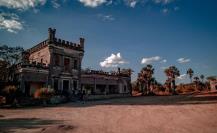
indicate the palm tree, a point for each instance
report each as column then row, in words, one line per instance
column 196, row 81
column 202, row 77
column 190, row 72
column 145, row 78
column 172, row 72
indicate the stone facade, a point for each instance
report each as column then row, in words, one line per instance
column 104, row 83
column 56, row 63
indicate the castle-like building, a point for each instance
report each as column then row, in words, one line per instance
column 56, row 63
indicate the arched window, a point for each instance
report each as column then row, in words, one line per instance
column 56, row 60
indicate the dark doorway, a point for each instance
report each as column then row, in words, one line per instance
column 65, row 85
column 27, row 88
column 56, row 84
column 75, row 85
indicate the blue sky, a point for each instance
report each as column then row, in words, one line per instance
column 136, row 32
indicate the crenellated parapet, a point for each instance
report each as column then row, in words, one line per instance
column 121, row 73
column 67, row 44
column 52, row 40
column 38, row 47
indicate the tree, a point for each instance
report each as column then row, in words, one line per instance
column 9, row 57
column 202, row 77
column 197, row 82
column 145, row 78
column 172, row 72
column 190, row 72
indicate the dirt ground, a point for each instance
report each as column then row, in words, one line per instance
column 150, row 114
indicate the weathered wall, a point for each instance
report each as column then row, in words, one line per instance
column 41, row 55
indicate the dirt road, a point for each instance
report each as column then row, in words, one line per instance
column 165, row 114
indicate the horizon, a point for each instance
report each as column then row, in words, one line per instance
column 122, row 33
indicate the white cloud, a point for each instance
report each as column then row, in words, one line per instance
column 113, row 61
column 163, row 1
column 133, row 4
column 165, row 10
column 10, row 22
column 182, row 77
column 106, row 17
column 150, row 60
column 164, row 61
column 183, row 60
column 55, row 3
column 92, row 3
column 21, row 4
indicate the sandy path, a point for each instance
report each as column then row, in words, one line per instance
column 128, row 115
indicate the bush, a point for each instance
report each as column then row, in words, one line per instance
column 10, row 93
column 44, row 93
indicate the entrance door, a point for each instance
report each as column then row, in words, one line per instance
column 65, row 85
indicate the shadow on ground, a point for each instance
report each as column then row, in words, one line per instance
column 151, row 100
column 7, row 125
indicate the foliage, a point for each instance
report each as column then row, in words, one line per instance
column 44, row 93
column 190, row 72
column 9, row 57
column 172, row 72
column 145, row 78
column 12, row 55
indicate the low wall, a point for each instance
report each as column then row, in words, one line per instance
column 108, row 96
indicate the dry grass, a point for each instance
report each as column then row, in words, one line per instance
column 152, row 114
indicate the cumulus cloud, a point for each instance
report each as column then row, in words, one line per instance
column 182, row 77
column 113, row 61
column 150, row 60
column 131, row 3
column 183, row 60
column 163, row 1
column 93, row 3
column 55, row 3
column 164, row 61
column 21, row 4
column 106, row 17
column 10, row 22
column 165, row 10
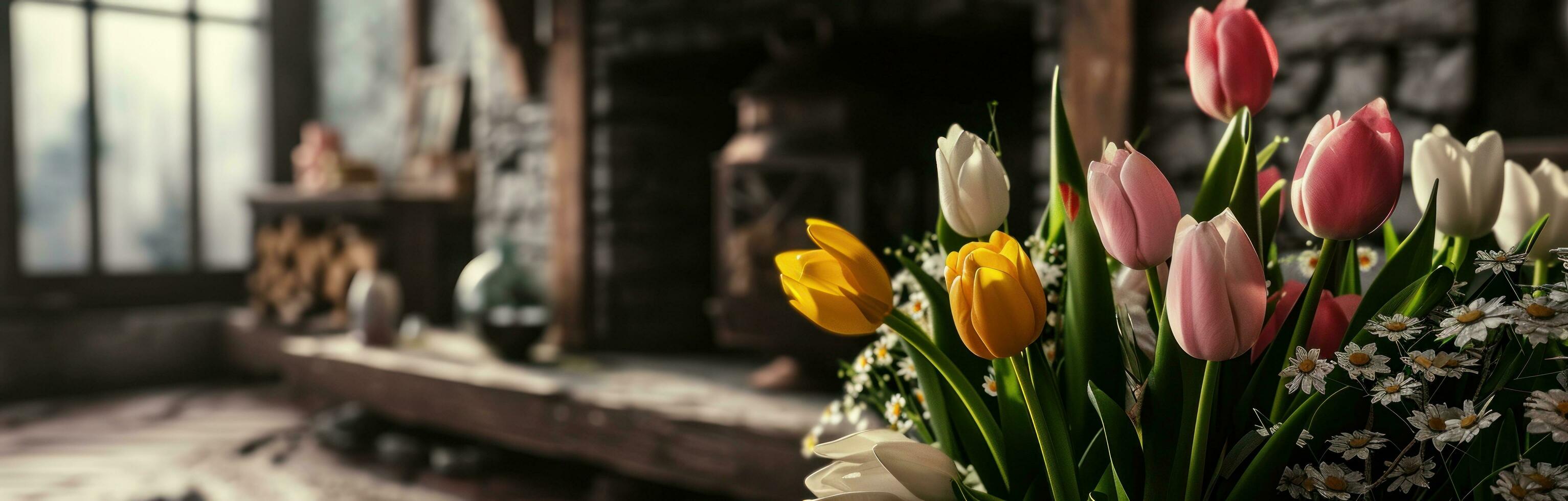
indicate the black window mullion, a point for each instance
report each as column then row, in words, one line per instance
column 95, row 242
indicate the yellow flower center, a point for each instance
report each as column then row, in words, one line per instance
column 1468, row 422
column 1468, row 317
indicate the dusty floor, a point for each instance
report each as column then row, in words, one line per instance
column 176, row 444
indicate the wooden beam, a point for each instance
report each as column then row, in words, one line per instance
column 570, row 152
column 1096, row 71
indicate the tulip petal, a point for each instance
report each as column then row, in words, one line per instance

▸ **Work to complete**
Restate the listing above word for word, and skip the pictures.

▸ **Answer to this exercise**
indicate the palm tree, a point for each instance
report each as column then row, in words, one line per instance
column 196, row 81
column 202, row 77
column 190, row 72
column 145, row 78
column 172, row 72
indicate the stone facade, a point for each instance
report each as column then row, in words, one line per instance
column 104, row 83
column 56, row 63
indicate the castle-like building, a point for each instance
report each as column then row, in words, one line per instance
column 56, row 63
indicate the arched window, a point for each instance
report each as column then row, in words, one line per instance
column 56, row 60
indicate the dark doorway, a point for each instance
report each as column then row, in words, one line per instance
column 65, row 85
column 27, row 88
column 56, row 84
column 75, row 85
indicate the blue sky, a point for each instance
report each as column then row, in words, one line per instance
column 136, row 32
indicate the crenellated parapet, a point for each instance
report each as column then row, in words, one line per instance
column 121, row 73
column 67, row 44
column 52, row 40
column 38, row 47
indicate the tree, a point for each instance
report each as column then row, in words, one line per instance
column 9, row 57
column 202, row 77
column 197, row 82
column 145, row 78
column 172, row 72
column 190, row 72
indicate the dirt ground, a point for each instance
report each as column then row, in words, one line per instance
column 150, row 114
indicate the weathered wall, a point for each instance
report each as column then row, in words, one line per instance
column 41, row 55
indicate the dirt road, a point for each instance
report each as column then row, in words, one line per instance
column 165, row 114
indicate the horizon, a point for each instance
report each as column then row, in words, one line per instance
column 122, row 33
indicate the white cloud, a point for each instance
report each as column then row, in words, one line per instance
column 113, row 61
column 163, row 1
column 133, row 4
column 165, row 10
column 10, row 22
column 182, row 77
column 106, row 17
column 150, row 60
column 164, row 61
column 183, row 60
column 55, row 3
column 92, row 3
column 21, row 4
indicate the sandy path, a point for each instance
report each as column then row, in words, one line per instance
column 128, row 115
indicate the bush, a point for each instance
report each as column then row, in words, one line per instance
column 10, row 93
column 44, row 93
indicate the entrance door, a point for each instance
report each as column then row, in words, one line per instance
column 65, row 85
indicate the shadow on ground, a point for each instance
report each as column then row, in words, one line per instance
column 151, row 100
column 7, row 125
indicate the foliage, a point for each instance
report each as column then row, in words, one line per instance
column 44, row 93
column 190, row 72
column 9, row 57
column 172, row 72
column 145, row 78
column 12, row 55
indicate the low wall, a point for each instance
report each as column then row, in words, one line per instance
column 108, row 96
indicate the dry grass, a point for each instance
report each as column then row, in words, one line per instance
column 152, row 114
indicate the cumulus cloud, a point for each instance
report each as column then row, in words, one line per instance
column 182, row 77
column 113, row 61
column 150, row 60
column 131, row 3
column 183, row 60
column 163, row 1
column 93, row 3
column 55, row 3
column 164, row 61
column 21, row 4
column 106, row 17
column 10, row 22
column 165, row 10
indicate the black window mullion, a point for each instance
report each as column then row, in words, one line per instance
column 95, row 242
indicate the yellow flower center, a point for each instance
report each as column then row, in words, one line per instance
column 1468, row 422
column 1468, row 317
indicate the dusty floor, a point for each instance
report each as column then row, in words, one line per instance
column 176, row 444
indicate the wooden beam, a point for each instance
report each as column then row, in words, one line per instance
column 570, row 152
column 1096, row 71
indicate the tulip petal, a point for each instance
report each as column then row, in words, one line per instance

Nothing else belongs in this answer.